*SET TASKS:*
A. In the news article about the Toledo priest's appeal, shorten the paragraph that begins "The story came out two years ago" and keep its main facts.
B. Pick up the news article about the Toledo priest's appeal after its final sentence and write the next part.

*EXTRACT TO READ:*
TOLEDO -- We could know in the next few months if a Toledo priest convicted of murder will receive a new trial.
Fr. Gerald Robinson's lawyers are working on an appeal, saying the original jury did not hear the full story, which indicates another killer, reports News 11's Lisa Rantala.
For 15 minutes straight, Robinson's attorney explained why his client is innocent and gave the name of another priest he said really killed Sr. Margaret Ann Pahl. Pahl was killed the day before Easter in 1980.
The story came out two years ago. It was argued that Robinson killed Pahl with a letter opener. It's a story Robinson's attorney, John Donahue, says stemmed from a prejudicial trial and is simply not true.
"The overriding reason why this conviction must be overturned is because Fr. Robinson is innocent," Donahue says, arguing that it was actually a priest named Fr. Swiatecki who killed Pahl.

*GIVEN DATA:*
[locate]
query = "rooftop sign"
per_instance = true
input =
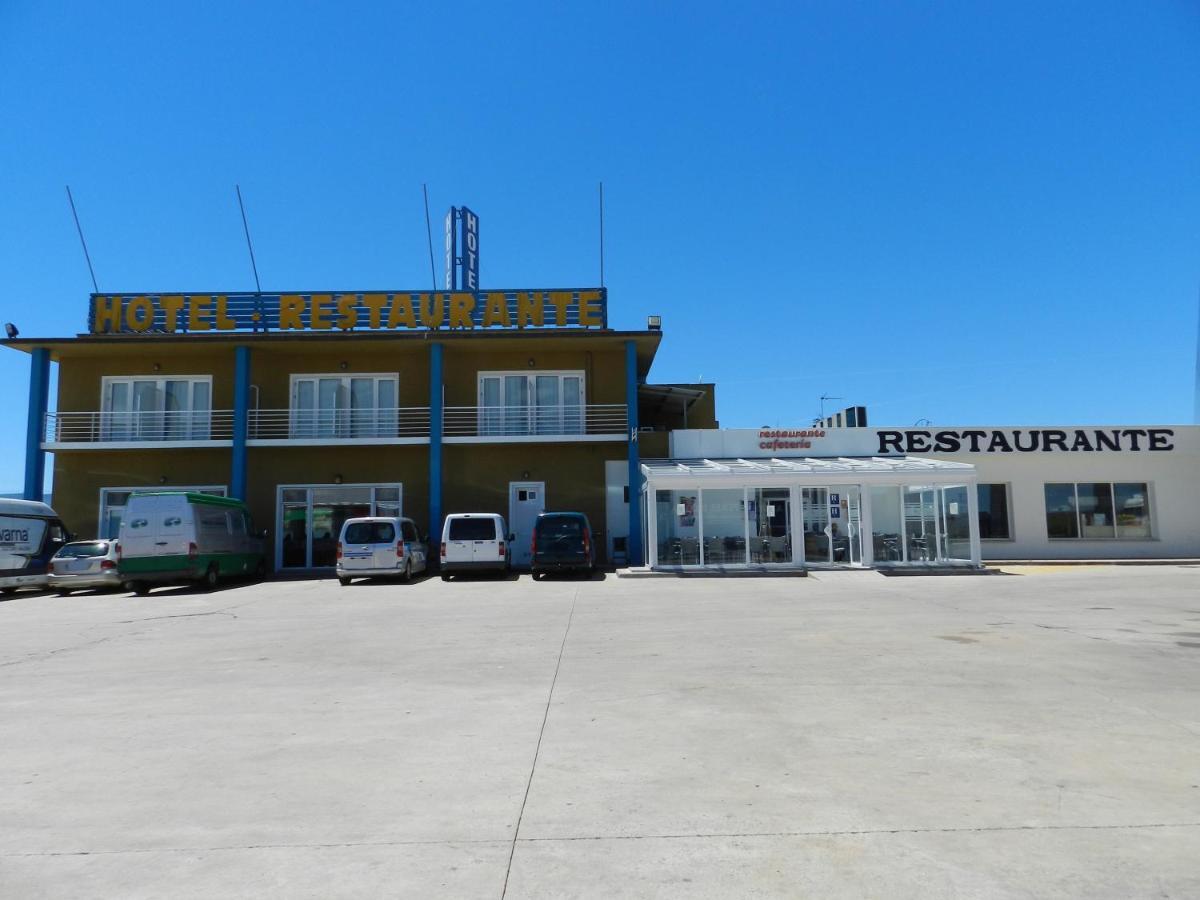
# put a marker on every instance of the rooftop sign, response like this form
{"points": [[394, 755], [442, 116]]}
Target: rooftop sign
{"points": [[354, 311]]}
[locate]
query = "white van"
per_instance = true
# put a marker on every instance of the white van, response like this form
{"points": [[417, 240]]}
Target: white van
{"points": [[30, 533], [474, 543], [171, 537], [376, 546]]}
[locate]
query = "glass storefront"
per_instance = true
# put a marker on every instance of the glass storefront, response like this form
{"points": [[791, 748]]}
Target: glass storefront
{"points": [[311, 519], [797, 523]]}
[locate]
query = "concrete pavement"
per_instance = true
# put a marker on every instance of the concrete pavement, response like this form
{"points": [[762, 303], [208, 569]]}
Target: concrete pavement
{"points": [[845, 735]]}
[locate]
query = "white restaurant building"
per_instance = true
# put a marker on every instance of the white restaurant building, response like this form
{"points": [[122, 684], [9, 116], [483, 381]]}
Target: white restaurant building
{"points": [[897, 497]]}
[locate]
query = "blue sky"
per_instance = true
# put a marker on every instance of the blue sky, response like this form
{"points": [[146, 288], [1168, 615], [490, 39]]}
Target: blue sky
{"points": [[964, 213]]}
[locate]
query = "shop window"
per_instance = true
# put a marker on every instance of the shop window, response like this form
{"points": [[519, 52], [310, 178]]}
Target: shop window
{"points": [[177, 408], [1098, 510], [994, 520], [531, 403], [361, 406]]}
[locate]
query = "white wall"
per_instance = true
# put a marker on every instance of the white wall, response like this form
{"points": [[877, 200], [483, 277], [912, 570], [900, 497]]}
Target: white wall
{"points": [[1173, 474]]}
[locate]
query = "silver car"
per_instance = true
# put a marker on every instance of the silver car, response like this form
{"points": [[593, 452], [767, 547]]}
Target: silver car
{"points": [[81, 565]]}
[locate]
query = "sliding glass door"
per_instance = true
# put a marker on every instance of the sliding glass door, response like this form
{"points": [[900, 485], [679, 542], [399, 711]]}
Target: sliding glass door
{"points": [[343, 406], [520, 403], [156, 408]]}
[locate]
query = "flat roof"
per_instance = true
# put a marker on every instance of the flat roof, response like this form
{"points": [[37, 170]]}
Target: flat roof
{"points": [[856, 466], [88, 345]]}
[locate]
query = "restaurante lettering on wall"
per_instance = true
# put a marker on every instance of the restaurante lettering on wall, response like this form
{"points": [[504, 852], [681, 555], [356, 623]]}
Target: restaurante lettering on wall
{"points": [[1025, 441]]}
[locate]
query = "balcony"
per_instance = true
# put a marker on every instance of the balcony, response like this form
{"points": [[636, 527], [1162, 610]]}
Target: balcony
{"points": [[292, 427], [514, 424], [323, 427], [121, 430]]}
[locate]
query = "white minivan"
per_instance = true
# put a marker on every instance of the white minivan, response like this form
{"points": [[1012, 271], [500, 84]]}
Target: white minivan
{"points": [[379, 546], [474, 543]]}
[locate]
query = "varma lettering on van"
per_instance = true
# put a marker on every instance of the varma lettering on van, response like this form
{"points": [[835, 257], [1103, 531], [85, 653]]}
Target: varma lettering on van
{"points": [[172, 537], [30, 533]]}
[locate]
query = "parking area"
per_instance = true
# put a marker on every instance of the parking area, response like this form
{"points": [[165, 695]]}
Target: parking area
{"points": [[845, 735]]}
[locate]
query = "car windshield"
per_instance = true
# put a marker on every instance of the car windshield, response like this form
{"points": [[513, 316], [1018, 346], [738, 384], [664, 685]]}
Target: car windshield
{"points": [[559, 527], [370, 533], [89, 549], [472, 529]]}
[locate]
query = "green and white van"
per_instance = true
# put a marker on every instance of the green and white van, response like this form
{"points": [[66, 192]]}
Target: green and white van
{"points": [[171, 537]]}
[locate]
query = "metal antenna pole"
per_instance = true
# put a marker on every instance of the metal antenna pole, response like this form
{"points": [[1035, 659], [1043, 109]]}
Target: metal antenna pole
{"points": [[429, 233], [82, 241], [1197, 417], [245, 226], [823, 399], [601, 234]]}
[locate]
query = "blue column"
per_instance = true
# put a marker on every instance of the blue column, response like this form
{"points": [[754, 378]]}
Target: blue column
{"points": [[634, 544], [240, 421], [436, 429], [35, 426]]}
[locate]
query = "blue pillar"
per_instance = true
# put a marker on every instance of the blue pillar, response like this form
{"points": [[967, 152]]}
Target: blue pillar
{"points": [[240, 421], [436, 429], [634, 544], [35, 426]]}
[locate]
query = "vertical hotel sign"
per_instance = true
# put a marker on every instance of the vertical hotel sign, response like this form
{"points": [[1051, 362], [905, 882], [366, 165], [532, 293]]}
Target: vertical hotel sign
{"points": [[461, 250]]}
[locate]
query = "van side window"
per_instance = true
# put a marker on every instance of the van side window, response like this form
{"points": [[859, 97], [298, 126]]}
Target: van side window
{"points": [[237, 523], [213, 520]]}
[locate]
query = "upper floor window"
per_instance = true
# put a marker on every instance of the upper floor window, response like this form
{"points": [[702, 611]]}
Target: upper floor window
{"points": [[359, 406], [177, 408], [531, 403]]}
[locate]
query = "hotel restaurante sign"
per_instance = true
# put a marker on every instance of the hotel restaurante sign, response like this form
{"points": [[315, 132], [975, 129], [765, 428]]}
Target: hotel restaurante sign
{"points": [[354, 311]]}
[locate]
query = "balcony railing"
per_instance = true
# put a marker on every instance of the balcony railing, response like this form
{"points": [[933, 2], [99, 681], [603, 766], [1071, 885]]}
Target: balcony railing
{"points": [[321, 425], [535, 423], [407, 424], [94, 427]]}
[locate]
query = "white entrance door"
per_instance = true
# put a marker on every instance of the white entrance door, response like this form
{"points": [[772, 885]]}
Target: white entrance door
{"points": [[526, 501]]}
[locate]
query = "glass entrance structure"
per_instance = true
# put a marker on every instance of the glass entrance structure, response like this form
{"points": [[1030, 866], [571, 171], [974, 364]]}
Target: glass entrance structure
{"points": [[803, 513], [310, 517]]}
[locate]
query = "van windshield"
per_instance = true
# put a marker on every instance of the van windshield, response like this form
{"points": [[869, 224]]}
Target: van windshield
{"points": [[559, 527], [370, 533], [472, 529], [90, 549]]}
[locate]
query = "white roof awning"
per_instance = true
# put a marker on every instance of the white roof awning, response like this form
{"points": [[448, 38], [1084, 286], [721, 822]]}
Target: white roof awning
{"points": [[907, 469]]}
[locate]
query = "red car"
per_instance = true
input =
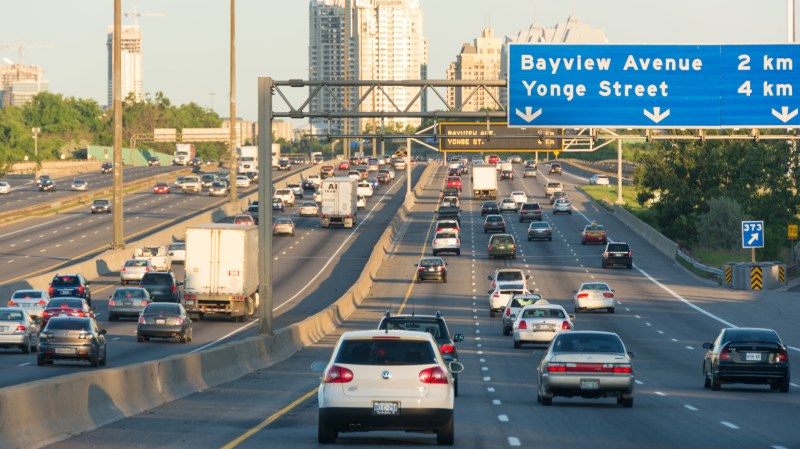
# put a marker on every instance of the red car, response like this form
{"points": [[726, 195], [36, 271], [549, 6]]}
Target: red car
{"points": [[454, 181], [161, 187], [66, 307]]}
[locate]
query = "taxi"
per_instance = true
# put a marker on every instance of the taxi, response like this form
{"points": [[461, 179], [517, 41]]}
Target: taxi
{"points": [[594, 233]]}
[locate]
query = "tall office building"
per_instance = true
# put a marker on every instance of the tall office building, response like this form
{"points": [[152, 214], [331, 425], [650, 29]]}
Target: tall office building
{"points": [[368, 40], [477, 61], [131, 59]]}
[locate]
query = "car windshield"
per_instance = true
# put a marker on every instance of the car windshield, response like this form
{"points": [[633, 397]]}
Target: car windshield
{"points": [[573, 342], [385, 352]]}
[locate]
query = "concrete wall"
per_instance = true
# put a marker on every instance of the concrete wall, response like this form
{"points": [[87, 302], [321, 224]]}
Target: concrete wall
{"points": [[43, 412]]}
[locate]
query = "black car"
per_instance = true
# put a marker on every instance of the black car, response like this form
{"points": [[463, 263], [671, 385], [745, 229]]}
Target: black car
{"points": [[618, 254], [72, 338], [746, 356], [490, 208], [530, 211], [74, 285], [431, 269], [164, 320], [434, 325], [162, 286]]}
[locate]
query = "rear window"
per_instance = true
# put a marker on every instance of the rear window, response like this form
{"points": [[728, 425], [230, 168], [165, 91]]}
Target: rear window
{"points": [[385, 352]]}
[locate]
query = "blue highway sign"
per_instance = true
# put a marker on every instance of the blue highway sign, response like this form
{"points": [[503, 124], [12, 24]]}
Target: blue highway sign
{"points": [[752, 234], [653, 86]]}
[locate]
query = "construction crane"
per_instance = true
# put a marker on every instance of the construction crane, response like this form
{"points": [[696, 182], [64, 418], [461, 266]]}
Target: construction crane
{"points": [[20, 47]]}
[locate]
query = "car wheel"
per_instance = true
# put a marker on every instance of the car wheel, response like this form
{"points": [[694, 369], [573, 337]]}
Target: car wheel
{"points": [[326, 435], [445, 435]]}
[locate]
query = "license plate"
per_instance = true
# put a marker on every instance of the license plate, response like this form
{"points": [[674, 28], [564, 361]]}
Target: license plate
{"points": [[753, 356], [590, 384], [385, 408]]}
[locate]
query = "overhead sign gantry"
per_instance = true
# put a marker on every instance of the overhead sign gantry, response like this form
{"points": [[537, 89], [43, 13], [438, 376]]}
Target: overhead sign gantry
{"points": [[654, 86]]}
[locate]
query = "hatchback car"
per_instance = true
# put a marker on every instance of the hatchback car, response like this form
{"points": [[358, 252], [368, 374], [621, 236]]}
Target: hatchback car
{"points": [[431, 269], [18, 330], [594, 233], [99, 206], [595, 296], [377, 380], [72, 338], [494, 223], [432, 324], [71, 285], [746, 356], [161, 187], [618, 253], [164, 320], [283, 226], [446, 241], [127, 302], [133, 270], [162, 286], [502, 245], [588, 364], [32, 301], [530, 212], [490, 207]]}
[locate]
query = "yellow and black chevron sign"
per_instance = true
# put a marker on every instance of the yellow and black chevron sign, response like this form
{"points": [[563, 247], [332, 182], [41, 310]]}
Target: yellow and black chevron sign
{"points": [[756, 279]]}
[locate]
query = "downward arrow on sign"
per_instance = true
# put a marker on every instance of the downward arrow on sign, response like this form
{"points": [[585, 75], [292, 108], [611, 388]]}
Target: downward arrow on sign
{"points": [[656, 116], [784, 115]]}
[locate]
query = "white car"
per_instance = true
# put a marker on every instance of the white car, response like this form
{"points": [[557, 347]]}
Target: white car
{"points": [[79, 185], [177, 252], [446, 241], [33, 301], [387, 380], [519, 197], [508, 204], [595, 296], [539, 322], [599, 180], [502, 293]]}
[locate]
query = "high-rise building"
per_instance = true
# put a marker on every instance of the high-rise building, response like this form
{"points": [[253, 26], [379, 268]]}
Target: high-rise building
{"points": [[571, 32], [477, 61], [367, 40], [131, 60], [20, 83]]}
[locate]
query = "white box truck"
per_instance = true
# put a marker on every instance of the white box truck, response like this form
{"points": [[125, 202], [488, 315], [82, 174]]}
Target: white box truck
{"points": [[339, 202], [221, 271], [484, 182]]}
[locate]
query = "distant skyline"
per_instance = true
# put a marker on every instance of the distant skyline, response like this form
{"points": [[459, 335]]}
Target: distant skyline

*ANSWERS FOR THE TASKS:*
A. Two years ago, it was argued that Robinson used a letter opener to kill Pahl, a story his attorney, John Donahue, calls untrue and the product of a prejudicial trial.

B.
Donahue claims Swiatecki, now deceased, strangled the sister after she became upset that the Good Friday service was cut short. He said Swiatecki stabbed the nun with a pair of sewing scissors that were never found. He said it was Swiatecki's footsteps that were heard after the murder and not those of Robinson.
"Everything that I just told the Court of Appeals was not told to the jury," Donahue says.
Not everyone agrees.
"The jury heard the evidence as to the facts and decided what they felt what the facts were and what the evidence proved," argues Dean Mandross, prosecuting attorney.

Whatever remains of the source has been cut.